WORK TO BE COMPLETED:
Scan the entries for lines with the word "wall", then copy those lines.

------------

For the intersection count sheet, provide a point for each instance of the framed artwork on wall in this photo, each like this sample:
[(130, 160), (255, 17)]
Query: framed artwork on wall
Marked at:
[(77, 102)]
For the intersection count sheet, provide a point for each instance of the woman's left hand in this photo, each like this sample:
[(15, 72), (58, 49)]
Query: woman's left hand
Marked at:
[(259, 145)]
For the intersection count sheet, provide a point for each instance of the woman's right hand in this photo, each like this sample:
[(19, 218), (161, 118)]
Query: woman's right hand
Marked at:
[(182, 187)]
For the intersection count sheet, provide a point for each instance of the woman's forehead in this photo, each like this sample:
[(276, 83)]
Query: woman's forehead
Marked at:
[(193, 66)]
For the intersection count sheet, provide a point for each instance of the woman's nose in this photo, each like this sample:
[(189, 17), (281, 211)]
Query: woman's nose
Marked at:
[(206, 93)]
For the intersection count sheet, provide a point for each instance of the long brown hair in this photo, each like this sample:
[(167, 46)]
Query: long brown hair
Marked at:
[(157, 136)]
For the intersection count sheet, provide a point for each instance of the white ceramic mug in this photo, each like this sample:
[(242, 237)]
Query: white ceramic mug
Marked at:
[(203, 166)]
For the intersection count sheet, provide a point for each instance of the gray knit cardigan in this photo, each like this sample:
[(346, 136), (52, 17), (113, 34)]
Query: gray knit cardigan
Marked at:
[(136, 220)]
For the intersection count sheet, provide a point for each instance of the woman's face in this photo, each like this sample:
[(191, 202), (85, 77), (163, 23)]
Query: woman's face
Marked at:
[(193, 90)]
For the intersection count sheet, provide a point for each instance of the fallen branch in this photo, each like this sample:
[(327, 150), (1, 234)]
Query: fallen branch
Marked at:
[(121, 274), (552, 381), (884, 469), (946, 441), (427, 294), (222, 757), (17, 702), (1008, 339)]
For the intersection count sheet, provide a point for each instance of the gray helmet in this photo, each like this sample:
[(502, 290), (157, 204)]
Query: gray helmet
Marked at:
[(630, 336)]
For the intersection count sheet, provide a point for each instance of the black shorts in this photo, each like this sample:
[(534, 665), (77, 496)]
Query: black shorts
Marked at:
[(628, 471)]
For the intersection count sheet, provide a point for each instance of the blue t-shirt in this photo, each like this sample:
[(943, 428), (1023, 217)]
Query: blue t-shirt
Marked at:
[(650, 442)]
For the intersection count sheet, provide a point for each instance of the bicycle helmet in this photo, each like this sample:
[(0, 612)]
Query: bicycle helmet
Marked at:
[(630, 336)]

------------

YOUR RESPONSE:
For the intersection count sheet, provide a point for each instance of the framed artwork on wall in this photo, each like this sample:
Query: framed artwork on wall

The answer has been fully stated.